Set problem:
List every line of the rows below that contains the string "paving", reproducing each such line in full.
■ ■ ■ ■
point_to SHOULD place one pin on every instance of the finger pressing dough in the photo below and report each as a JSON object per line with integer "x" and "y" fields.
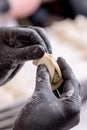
{"x": 53, "y": 68}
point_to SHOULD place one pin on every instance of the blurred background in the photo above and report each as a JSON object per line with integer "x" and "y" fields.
{"x": 65, "y": 22}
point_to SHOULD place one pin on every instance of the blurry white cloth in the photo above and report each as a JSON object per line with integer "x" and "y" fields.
{"x": 6, "y": 21}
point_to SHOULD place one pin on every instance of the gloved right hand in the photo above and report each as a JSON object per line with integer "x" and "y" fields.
{"x": 45, "y": 111}
{"x": 17, "y": 45}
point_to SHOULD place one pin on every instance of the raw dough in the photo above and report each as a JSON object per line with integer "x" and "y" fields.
{"x": 53, "y": 68}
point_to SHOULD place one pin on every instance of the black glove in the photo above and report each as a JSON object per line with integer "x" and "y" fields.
{"x": 44, "y": 111}
{"x": 4, "y": 6}
{"x": 17, "y": 45}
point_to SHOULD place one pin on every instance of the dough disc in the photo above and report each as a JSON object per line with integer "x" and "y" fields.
{"x": 53, "y": 68}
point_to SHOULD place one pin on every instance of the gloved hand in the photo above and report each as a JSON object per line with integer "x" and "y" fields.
{"x": 4, "y": 6}
{"x": 45, "y": 111}
{"x": 17, "y": 45}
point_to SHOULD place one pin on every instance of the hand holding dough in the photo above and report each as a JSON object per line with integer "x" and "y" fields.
{"x": 53, "y": 68}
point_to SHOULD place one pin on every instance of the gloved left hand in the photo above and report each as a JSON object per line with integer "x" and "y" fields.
{"x": 45, "y": 111}
{"x": 17, "y": 45}
{"x": 4, "y": 6}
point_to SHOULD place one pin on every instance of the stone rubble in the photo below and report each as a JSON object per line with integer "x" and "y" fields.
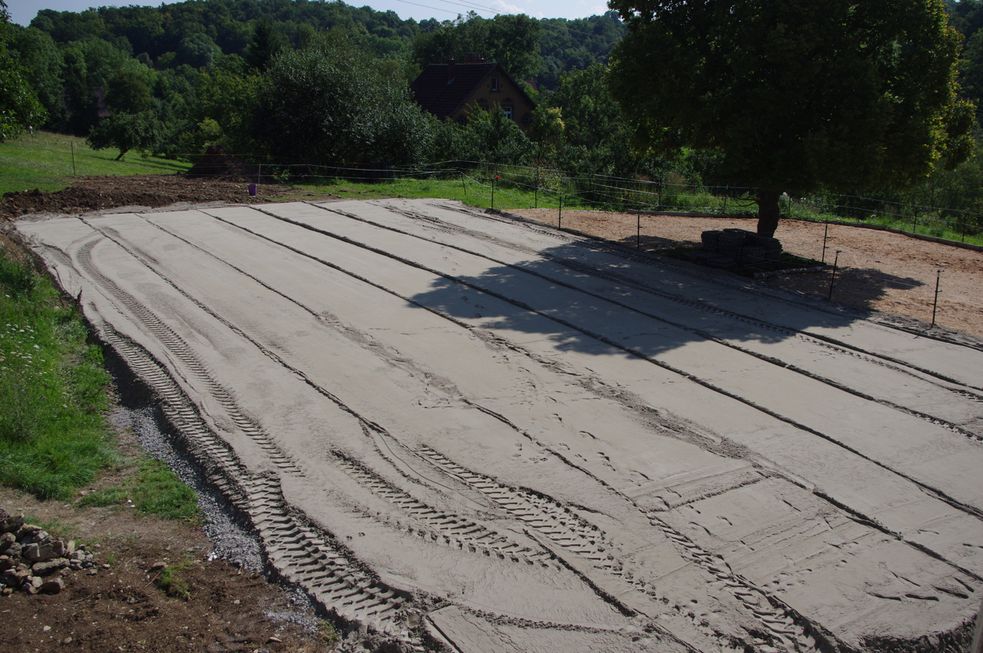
{"x": 33, "y": 562}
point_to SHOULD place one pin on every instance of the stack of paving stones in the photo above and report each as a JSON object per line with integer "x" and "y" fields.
{"x": 32, "y": 561}
{"x": 739, "y": 248}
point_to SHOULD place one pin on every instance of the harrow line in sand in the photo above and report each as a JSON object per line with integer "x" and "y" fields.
{"x": 937, "y": 493}
{"x": 547, "y": 503}
{"x": 774, "y": 361}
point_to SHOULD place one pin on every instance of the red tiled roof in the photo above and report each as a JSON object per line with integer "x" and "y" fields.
{"x": 441, "y": 89}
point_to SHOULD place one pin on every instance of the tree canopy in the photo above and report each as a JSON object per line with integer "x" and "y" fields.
{"x": 797, "y": 94}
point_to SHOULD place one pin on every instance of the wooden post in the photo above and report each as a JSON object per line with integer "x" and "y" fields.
{"x": 832, "y": 278}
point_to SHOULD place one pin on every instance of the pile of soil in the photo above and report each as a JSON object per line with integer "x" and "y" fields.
{"x": 98, "y": 193}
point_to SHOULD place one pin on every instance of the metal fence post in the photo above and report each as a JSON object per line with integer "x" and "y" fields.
{"x": 832, "y": 278}
{"x": 978, "y": 636}
{"x": 825, "y": 237}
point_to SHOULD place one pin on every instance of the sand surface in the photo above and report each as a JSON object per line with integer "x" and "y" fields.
{"x": 891, "y": 273}
{"x": 453, "y": 427}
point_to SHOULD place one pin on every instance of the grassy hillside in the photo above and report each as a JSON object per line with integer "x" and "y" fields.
{"x": 44, "y": 161}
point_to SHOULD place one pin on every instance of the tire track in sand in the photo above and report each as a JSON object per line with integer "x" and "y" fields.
{"x": 826, "y": 638}
{"x": 454, "y": 529}
{"x": 183, "y": 352}
{"x": 925, "y": 487}
{"x": 824, "y": 341}
{"x": 298, "y": 550}
{"x": 702, "y": 306}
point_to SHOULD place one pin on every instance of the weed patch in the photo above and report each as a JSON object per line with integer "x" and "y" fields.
{"x": 154, "y": 489}
{"x": 53, "y": 436}
{"x": 173, "y": 581}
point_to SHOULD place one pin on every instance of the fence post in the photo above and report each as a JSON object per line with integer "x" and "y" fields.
{"x": 978, "y": 636}
{"x": 832, "y": 279}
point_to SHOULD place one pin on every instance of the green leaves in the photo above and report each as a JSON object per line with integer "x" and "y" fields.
{"x": 796, "y": 94}
{"x": 330, "y": 103}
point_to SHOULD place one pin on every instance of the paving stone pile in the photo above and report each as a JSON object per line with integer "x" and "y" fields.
{"x": 33, "y": 561}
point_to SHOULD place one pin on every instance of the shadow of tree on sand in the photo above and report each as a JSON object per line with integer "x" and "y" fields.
{"x": 592, "y": 298}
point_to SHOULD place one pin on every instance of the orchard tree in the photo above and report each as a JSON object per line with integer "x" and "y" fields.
{"x": 19, "y": 105}
{"x": 797, "y": 94}
{"x": 127, "y": 131}
{"x": 333, "y": 103}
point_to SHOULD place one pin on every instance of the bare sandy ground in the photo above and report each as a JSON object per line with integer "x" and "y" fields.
{"x": 878, "y": 270}
{"x": 465, "y": 431}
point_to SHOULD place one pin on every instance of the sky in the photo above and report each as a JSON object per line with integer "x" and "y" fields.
{"x": 22, "y": 11}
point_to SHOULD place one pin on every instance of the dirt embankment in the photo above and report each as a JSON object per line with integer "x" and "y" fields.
{"x": 98, "y": 193}
{"x": 876, "y": 270}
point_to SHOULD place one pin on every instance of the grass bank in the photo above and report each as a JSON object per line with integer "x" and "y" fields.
{"x": 49, "y": 161}
{"x": 151, "y": 488}
{"x": 54, "y": 437}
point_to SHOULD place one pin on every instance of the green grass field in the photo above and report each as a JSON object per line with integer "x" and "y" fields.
{"x": 44, "y": 161}
{"x": 468, "y": 190}
{"x": 53, "y": 436}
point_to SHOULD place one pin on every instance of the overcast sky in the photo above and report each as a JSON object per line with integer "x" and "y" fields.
{"x": 22, "y": 11}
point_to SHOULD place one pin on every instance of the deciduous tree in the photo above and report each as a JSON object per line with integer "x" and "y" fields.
{"x": 797, "y": 94}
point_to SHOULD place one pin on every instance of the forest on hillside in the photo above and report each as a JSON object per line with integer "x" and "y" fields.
{"x": 294, "y": 81}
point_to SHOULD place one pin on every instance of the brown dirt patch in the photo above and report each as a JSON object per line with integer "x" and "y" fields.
{"x": 878, "y": 271}
{"x": 121, "y": 608}
{"x": 98, "y": 193}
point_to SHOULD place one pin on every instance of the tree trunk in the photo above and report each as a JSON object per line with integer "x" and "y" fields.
{"x": 768, "y": 212}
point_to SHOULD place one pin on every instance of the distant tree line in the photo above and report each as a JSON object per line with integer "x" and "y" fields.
{"x": 304, "y": 81}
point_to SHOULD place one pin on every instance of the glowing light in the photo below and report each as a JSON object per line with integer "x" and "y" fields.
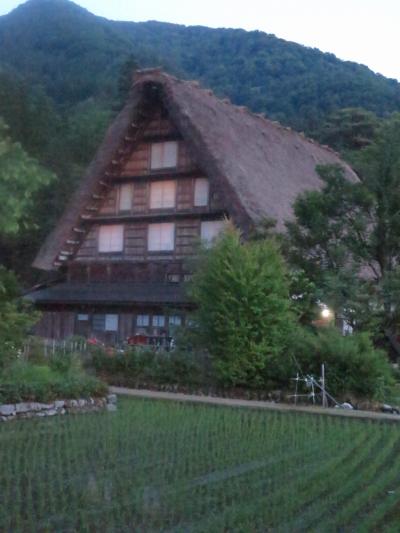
■ ■ ■ ■
Answer for this exercise:
point_to SHOULD place one pin on every instance of the stack of paving stones in the photo above and report each as a JSON object per line with integer "x" and "y" fields.
point_to SHOULD place one pin on every instance of the paving stone pile in the photo above and report each as a JSON object per line with integer "x" and "y" fields.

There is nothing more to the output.